Data:
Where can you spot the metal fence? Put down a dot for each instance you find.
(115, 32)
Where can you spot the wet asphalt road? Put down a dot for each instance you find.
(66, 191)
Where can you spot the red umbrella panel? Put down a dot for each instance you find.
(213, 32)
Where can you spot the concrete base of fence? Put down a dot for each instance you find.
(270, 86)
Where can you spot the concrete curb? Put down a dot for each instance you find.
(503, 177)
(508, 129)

* * *

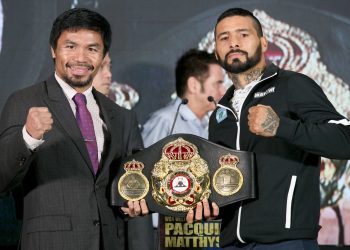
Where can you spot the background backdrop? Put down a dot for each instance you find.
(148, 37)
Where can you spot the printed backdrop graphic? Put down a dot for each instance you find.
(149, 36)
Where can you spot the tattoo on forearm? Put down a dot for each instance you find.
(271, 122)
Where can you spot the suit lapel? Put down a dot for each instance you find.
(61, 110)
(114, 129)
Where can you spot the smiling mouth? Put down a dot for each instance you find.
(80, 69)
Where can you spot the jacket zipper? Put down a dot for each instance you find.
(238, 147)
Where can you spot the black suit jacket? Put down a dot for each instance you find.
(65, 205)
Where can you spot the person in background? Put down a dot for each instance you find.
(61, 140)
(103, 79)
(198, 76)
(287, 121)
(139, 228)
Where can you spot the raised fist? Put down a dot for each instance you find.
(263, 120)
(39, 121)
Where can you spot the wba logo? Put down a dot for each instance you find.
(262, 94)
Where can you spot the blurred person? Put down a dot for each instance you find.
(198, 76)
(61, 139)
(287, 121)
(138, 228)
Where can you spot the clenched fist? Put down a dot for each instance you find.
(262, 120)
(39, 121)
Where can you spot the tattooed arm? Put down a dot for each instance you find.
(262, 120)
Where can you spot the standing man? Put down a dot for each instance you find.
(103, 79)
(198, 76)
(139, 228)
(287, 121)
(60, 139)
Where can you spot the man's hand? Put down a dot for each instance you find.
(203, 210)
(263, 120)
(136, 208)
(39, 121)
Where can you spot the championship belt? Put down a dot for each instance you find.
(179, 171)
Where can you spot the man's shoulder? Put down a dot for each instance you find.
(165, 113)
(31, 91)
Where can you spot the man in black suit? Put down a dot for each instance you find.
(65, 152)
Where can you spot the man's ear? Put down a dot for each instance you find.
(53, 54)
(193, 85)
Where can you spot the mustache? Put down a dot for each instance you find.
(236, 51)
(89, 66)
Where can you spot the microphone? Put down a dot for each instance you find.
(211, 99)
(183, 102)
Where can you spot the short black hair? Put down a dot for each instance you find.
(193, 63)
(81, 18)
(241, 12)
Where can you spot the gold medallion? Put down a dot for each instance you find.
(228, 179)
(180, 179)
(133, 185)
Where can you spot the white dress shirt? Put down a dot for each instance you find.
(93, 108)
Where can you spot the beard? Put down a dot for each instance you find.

* * *

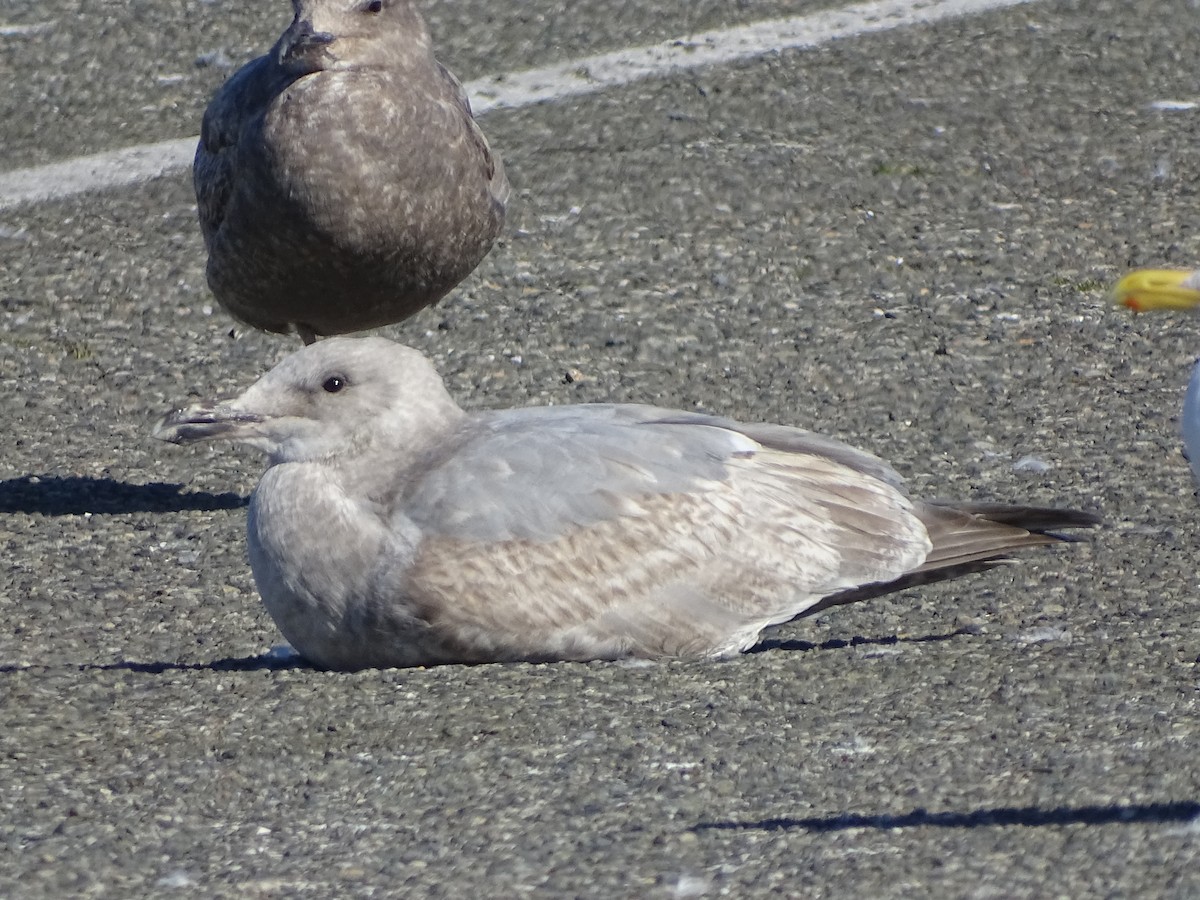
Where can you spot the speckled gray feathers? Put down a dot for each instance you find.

Required task:
Copy out each line in the records above that contains the string "suit". Only count matches with the same uppercase and lowercase letters.

Result:
Where can you spot the suit lapel? Put down a dot for each instance you find.
Where can you spot the black suit jacket? Put down a dot for each instance you find.
Where can you spot the man in black suit? Put down a dot for each instance you find.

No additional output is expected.